__Task data__:
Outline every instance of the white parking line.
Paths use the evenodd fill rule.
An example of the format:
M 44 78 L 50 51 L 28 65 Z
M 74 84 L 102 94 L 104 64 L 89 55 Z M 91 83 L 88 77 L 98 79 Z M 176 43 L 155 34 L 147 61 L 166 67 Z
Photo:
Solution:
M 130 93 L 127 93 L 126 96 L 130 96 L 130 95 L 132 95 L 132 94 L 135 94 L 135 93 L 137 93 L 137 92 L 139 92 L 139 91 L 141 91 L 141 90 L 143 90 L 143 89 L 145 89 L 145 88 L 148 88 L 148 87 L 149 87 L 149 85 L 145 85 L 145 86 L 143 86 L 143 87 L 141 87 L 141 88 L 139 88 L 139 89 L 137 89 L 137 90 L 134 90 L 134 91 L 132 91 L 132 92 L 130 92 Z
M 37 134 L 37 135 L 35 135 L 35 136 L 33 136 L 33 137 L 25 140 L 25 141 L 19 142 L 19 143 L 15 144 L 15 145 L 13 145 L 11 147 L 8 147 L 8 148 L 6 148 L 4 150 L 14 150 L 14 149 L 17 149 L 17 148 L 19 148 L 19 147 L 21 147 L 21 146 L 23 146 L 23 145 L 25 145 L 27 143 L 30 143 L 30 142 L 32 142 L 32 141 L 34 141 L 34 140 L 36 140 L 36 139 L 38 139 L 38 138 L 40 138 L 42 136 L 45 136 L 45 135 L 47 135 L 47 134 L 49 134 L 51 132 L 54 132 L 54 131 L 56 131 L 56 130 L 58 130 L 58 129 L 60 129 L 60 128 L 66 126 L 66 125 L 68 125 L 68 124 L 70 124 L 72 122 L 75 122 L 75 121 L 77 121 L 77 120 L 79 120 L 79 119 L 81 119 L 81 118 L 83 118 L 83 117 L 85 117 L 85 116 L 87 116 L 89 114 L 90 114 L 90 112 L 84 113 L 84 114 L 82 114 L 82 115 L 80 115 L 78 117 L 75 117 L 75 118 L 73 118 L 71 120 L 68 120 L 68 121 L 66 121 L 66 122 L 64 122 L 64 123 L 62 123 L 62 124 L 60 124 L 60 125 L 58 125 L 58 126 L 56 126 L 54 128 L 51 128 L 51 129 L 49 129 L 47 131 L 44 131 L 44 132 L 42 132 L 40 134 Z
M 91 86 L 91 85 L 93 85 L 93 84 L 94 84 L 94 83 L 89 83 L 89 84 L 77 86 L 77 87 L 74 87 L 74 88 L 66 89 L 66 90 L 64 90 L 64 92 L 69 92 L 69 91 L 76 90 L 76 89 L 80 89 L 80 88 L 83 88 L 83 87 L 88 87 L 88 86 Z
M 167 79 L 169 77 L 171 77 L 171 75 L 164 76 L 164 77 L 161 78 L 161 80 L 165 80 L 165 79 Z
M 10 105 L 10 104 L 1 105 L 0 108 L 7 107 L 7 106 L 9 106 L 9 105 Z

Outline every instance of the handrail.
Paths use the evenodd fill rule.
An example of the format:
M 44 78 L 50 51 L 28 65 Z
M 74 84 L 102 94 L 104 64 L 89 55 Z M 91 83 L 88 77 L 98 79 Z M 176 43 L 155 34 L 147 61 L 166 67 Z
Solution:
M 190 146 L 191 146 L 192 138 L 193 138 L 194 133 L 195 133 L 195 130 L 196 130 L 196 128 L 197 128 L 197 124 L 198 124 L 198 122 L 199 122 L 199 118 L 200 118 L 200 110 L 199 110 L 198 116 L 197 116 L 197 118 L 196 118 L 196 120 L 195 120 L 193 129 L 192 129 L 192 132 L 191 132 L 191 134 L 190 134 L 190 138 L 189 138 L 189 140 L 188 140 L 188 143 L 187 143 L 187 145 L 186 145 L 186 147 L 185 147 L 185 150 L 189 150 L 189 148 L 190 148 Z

__Given request__: Please render every line of the items above as a Markdown table with the columns Row and Text, numbering the rows and leaving out blank lines.

__Answer to this problem__:
| Row | Text |
|---|---|
| 1 | Outline every instance of the white parking line. |
| 2 | Paths use the evenodd fill rule. |
| 3 | An example of the format: |
| 4 | M 44 78 L 50 51 L 28 65 Z |
| 5 | M 74 84 L 102 94 L 104 64 L 89 55 Z M 91 83 L 88 77 L 98 79 Z M 176 43 L 155 34 L 147 61 L 166 67 Z |
| 6 | Photo: |
| 7 | Solution: |
| 8 | M 130 93 L 127 93 L 126 96 L 130 96 L 130 95 L 132 95 L 132 94 L 135 94 L 135 93 L 137 93 L 137 92 L 139 92 L 139 91 L 141 91 L 141 90 L 143 90 L 143 89 L 145 89 L 145 88 L 148 88 L 148 87 L 149 87 L 149 85 L 145 85 L 145 86 L 143 86 L 143 87 L 141 87 L 141 88 L 139 88 L 139 89 L 137 89 L 137 90 L 134 90 L 134 91 L 132 91 L 132 92 L 130 92 Z |
| 9 | M 37 134 L 37 135 L 35 135 L 35 136 L 33 136 L 33 137 L 25 140 L 25 141 L 19 142 L 19 143 L 15 144 L 15 145 L 13 145 L 11 147 L 8 147 L 8 148 L 6 148 L 4 150 L 14 150 L 14 149 L 17 149 L 17 148 L 19 148 L 19 147 L 21 147 L 21 146 L 23 146 L 23 145 L 25 145 L 27 143 L 30 143 L 30 142 L 32 142 L 32 141 L 34 141 L 34 140 L 36 140 L 36 139 L 38 139 L 38 138 L 40 138 L 42 136 L 45 136 L 45 135 L 47 135 L 47 134 L 49 134 L 51 132 L 54 132 L 54 131 L 56 131 L 56 130 L 58 130 L 58 129 L 60 129 L 60 128 L 66 126 L 66 125 L 68 125 L 68 124 L 70 124 L 72 122 L 75 122 L 75 121 L 77 121 L 77 120 L 79 120 L 79 119 L 81 119 L 81 118 L 83 118 L 83 117 L 85 117 L 85 116 L 87 116 L 89 114 L 90 114 L 90 112 L 84 113 L 84 114 L 82 114 L 82 115 L 80 115 L 78 117 L 75 117 L 75 118 L 73 118 L 71 120 L 68 120 L 68 121 L 66 121 L 66 122 L 64 122 L 64 123 L 62 123 L 62 124 L 60 124 L 60 125 L 58 125 L 58 126 L 56 126 L 54 128 L 51 128 L 51 129 L 49 129 L 47 131 L 44 131 L 44 132 L 42 132 L 40 134 Z |
| 10 | M 91 86 L 91 85 L 93 85 L 93 84 L 94 84 L 94 83 L 89 83 L 89 84 L 77 86 L 77 87 L 74 87 L 74 88 L 66 89 L 66 90 L 64 90 L 64 92 L 69 92 L 69 91 L 76 90 L 76 89 L 80 89 L 80 88 L 83 88 L 83 87 L 88 87 L 88 86 Z |
| 11 | M 167 79 L 169 77 L 171 77 L 171 75 L 164 76 L 164 77 L 161 78 L 161 80 L 165 80 L 165 79 Z |
| 12 | M 10 105 L 10 104 L 1 105 L 0 108 L 7 107 L 7 106 L 9 106 L 9 105 Z |
| 13 | Outline every instance of the handrail. |
| 14 | Paths use the evenodd fill rule. |
| 15 | An example of the format: |
| 16 | M 44 78 L 50 51 L 28 65 Z |
| 17 | M 74 84 L 102 94 L 104 64 L 89 55 Z M 91 83 L 88 77 L 98 79 Z M 176 43 L 155 34 L 147 61 L 166 67 Z |
| 18 | Solution: |
| 19 | M 190 146 L 191 146 L 192 138 L 193 138 L 194 133 L 195 133 L 195 130 L 196 130 L 196 128 L 197 128 L 197 124 L 198 124 L 198 122 L 199 122 L 199 118 L 200 118 L 200 110 L 199 110 L 198 116 L 197 116 L 197 118 L 196 118 L 196 120 L 195 120 L 193 129 L 192 129 L 192 132 L 191 132 L 191 134 L 190 134 L 190 138 L 189 138 L 189 140 L 188 140 L 188 143 L 187 143 L 187 145 L 186 145 L 186 147 L 185 147 L 185 150 L 189 150 L 189 148 L 190 148 Z |